> **WHAT IS REQUIRED**:
Turn the records into a numbered list with one line per item and no blank lines, starting at the line that contains "Every instance of the **blue" and continuing through the end of the records.
══ AVAILABLE DATA
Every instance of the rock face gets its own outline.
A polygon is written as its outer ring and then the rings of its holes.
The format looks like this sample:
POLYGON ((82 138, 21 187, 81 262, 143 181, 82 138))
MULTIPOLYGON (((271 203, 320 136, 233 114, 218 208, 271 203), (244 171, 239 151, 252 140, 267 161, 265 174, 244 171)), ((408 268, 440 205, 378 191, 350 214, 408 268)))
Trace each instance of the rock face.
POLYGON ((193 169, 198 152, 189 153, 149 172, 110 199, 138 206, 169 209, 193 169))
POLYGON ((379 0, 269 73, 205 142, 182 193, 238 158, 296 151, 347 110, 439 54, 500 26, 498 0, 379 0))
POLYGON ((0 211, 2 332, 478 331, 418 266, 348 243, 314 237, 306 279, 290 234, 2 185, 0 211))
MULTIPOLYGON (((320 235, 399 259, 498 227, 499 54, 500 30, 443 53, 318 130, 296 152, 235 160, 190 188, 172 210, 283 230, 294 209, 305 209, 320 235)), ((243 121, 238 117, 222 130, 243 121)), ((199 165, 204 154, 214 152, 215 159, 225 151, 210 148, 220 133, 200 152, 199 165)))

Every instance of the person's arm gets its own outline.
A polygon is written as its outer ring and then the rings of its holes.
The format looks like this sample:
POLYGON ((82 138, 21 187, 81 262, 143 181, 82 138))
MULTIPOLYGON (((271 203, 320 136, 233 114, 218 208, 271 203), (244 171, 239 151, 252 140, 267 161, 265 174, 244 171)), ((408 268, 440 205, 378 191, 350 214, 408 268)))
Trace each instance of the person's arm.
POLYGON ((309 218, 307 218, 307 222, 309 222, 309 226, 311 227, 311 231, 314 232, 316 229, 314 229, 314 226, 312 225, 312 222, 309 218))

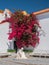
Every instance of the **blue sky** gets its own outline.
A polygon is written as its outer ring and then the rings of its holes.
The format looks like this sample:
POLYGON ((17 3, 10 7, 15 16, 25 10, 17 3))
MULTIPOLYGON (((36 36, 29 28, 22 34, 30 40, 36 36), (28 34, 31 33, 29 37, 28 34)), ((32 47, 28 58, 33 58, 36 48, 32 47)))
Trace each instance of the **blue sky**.
POLYGON ((0 9, 25 10, 28 13, 49 8, 49 0, 0 0, 0 9))

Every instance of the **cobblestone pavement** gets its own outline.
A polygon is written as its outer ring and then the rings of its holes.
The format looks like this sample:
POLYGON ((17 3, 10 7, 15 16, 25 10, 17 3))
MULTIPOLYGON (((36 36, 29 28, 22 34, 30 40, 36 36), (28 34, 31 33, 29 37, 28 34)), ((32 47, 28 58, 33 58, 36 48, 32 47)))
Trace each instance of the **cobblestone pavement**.
POLYGON ((49 58, 16 59, 15 57, 0 58, 0 65, 49 65, 49 58))

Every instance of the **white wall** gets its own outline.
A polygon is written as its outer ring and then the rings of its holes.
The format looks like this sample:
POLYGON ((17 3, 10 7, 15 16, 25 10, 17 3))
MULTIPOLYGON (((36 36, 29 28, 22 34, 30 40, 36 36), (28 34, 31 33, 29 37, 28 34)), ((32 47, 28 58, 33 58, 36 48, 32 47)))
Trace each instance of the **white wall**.
MULTIPOLYGON (((7 17, 10 17, 7 13, 6 9, 4 13, 0 13, 0 22, 5 20, 5 14, 7 17)), ((0 53, 7 52, 7 49, 10 48, 10 43, 8 40, 8 32, 9 32, 9 23, 0 24, 0 53)))
POLYGON ((37 15, 42 29, 45 32, 40 36, 40 43, 35 48, 34 52, 36 53, 49 53, 49 12, 37 15))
════
> **TASK ANSWER**:
1. Every instance of the **blue sky** gets its own outline.
2. A polygon is written as its outer ring and then the rings of its holes.
3. The format looks like this sample:
4. POLYGON ((17 3, 10 7, 15 16, 25 10, 17 3))
5. MULTIPOLYGON (((36 36, 29 28, 22 34, 30 40, 36 36), (28 34, 31 33, 29 37, 28 34)), ((32 47, 28 58, 33 58, 36 48, 32 47)))
6. Trace each instance of the **blue sky**.
7. POLYGON ((0 9, 25 10, 28 13, 49 8, 49 0, 0 0, 0 9))
8. Every instance of the **cobblestone pavement** gets its own outline.
9. A polygon is written as its outer ring and then the rings of its holes.
10. The format looks like this sample:
11. POLYGON ((17 3, 10 7, 15 16, 25 10, 17 3))
12. MULTIPOLYGON (((36 36, 29 28, 22 34, 30 40, 36 36), (28 34, 31 33, 29 37, 28 34)), ((32 47, 28 58, 33 58, 36 48, 32 47)))
13. Trace each instance of the **cobblestone pavement**.
14. POLYGON ((49 58, 16 59, 15 57, 0 58, 0 65, 49 65, 49 58))
15. Every instance of the **white wall** gets its own outline.
16. A polygon is written as its outer ring and then the rings of its holes.
17. The format looks like this sample:
18. POLYGON ((17 3, 10 7, 15 16, 25 10, 17 3))
19. MULTIPOLYGON (((36 36, 29 28, 22 34, 30 40, 36 36), (28 34, 31 33, 29 37, 28 34)), ((32 47, 28 58, 33 58, 36 48, 32 47)))
20. Trace each instance of the **white wall**.
21. MULTIPOLYGON (((7 17, 10 17, 7 13, 6 9, 4 13, 0 13, 0 22, 5 20, 5 14, 7 17)), ((0 53, 7 52, 7 49, 10 48, 10 43, 8 40, 8 32, 9 32, 9 23, 0 24, 0 53)))
22. POLYGON ((37 15, 42 29, 45 32, 40 36, 40 43, 35 48, 34 52, 36 53, 49 53, 49 12, 37 15))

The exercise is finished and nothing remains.